- [Set task A]
In the passage on Manuel I and the West, why did the pronoiai owe no service to the pronoiar, unlike serfs under western feudalism? Explain in one to three sentences.

- [Supplied passage]
Prior to the 12th century, writers of the Eastern Roman Empire had described the west in terms delineating the region as being comprised of a series of distinctly different peoples, cultures and territories (Spaniards, Italians, etc.). By the time that Manuel began to reach the heights of Imperial power, eastern intellectuals had begun to describe Europe as a unified people, bringing the concept of “The West” to the East (Kahzdan).
To characterize briefly what Manuel I would have perceived and his fellow Byzantines, Western Europe was consumed by the fervor of the Crusades during the 1100s. The Crusades were an attempt in part by the Church to maintain a hold on Western Christendom and prevent the rapidly increasing centralization of power in the hands of government, rather than in those of the church. The structure of government and society was shifting rapidly during this period in Western history and while Manuel occasionally tried to take advantage of these changes, he could not have failed to note the dynamism and superior armies of Europe, particularly when they were riding through Imperial lands.
With the Western Way of War came an aggressiveness that Byzantium warfare did not characteristically possess. Another signal aspect in which West outclassed East was in the discipline of forces. Where combat effectiveness had been a major point of study for centuries in Europe, the focus in the Byzantine Empire had been on diplomacy and avoiding war, rather than acting as the aggressor of it. Before the Komnenian line, most of the emperors had chosen against putting resources into a consistent military force, choosing instead to rely on the tested method of subsidies.
The Komnenoi were aware of the culture of Western Europe from the reign of Alexios onwards. During his rule, a few Westerners even held high positions in the army and at court (Kahzdan). Manuel went further in his attempts to integrate the Byzantine Empire with the world around him, though much of his efforts focused on the military rather than the political.
Not since Theophilos had there been another Byzantine emperor who attracted comment for his love of foreign culture, gaining a reputation as an admirer of the West (Magdalino)
The prestige of arms in the Western world had come to influence the Byzantine emperor. While the Imperial state was centralized in function, Manuel began to add prestige to aristocratic officers in the army through the system of pronoia. Where Alexios I had used pronoia to safeguard his empire through land grants to his own family, Manuel used it to reward the army. In some respects, the system bore similarity to western feudalism; however, unlike serfs, the pronoiai owed no service to the upper strata of the system, the pronoiar, because the emperor still maintained central control as the owner of the land. This same system enabled the emperor to request military service of those who held the grant, much as had been done under the earlier guise of conscription (Treadgold).
The Latin West exerted influence on more than military culture – in his campaigns throughout the latter half of the 12th century; Manuel used siege warfare and fortification to alter the way in which he was fighting. Because of the foundation built for him by Alexios and John, Manuel had an army more disciplined and able to adapt to using European tactics in the Byzantine setting. Soldiers were drawn both from native populations, particularly in Asia Minor, and from those that the army defeated. Foreigners comprised approximately 1/3 of all troops, a significantly lowered figure from previous, mainly mercenary, armies (Gallant).
The strengthening of the Komnenian army was based on the emperors who held it. Much like ancient Rome, the Byzantine Empire was controlled by a “cult of the emperor” – power was centralized and placed in the hands of a singular individual. Had Manuel had the resources and effective economic structures to maintain the series of campaigns on which he embarked, the strength of the army might have been inherited by his successors. The majority of his tenure as emperor was spent in battle – he did little to restore the empire’s degenerating economy.

- [Data to process]
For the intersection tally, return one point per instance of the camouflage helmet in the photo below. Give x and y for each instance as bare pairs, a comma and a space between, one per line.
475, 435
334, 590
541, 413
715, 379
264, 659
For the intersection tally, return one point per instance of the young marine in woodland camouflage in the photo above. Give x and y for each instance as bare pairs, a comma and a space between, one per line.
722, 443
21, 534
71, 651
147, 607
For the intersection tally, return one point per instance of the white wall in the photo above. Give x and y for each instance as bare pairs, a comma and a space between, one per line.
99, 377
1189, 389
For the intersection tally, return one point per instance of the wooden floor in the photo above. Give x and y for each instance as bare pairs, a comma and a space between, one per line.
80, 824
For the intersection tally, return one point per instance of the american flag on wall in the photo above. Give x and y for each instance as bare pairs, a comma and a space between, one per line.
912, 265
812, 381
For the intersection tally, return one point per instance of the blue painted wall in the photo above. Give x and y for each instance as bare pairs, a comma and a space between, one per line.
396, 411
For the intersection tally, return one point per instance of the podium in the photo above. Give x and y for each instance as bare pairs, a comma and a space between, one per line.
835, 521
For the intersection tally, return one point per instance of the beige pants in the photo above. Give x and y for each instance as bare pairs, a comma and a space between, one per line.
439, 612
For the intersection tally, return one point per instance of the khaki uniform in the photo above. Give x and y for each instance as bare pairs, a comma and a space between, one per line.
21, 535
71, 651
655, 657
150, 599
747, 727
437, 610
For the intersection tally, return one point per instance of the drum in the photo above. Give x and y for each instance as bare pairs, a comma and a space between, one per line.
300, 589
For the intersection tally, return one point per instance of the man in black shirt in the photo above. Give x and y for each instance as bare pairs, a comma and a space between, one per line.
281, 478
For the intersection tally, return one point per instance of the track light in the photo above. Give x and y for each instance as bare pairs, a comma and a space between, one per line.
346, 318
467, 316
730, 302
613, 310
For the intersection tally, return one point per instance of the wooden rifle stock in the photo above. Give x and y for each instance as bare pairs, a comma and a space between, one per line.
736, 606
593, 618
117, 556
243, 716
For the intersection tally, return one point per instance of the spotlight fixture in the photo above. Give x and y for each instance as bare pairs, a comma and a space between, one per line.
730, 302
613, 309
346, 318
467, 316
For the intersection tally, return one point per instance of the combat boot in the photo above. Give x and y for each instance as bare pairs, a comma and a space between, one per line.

- [Set task B]
Swap "intersection tally" for "overlap count" in the rows, from the line with "of the track" through the end of the rows, and return only those lines with nothing else changed.

- [Complete output A]
The pronoiai owed no service to the pronoiar because the emperor kept central control as the owner of the land. The system also let the emperor ask those who held the grant for military service.

- [Complete output B]
For the overlap count, return one point per instance of the track light in the photo above. Give x and y for each instance as bare pairs, a comma and a space between, one per line.
346, 318
467, 316
730, 302
613, 310
For the overlap count, return one point per instance of the wooden rifle stock in the photo above. Give x and y for each instance as bare pairs, a comma and a space between, one per line.
736, 606
593, 618
117, 556
243, 716
For the overlap count, return one point per instance of the spotlight fixture in the photo above. Give x and y for each instance as bare pairs, a comma and a space between, one per line.
730, 302
613, 309
346, 318
467, 316
For the overlap count, return one point per instance of the combat boot in the photo above. Give x and y for each instance as bare pairs, a comma and a space between, one per line.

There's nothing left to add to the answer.